Saved entries:
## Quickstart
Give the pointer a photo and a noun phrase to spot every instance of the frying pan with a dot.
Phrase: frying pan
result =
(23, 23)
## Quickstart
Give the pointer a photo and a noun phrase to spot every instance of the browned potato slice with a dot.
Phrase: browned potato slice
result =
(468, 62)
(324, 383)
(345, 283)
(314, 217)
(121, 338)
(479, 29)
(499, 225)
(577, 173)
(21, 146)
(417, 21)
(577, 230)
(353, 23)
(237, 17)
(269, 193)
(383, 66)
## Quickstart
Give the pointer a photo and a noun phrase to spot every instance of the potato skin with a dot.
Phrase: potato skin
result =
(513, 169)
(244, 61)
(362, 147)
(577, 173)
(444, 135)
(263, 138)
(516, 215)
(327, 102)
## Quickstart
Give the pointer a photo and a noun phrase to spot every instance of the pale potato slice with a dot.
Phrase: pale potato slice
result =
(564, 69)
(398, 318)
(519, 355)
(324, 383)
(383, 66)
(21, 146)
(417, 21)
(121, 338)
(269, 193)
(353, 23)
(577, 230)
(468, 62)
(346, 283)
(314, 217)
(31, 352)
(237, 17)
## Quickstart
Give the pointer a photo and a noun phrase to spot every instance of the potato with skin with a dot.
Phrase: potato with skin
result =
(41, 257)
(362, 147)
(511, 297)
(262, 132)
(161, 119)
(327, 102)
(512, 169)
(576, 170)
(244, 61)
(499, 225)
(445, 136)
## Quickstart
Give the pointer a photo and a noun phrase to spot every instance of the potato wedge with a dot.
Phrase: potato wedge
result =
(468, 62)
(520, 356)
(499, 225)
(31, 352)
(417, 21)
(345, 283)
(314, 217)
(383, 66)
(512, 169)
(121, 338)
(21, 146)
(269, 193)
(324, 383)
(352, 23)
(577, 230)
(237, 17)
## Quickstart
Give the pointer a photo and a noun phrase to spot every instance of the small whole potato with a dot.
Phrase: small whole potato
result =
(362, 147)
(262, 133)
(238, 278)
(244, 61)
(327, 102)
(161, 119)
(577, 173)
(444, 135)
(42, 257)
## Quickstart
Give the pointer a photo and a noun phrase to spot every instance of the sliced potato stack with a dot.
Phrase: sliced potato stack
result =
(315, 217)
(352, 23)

# Problem details:
Every line in the entries above that mentions the word "skin" must be shown.

# Output for this task:
Give the pointer a photo and a noun phrase to spot every instance of the potato skin with a dot.
Phrase: potato skin
Give the pointer a photo and a noun phrase to spot every instance of the potato with skin with a dot.
Phrase: potato with skin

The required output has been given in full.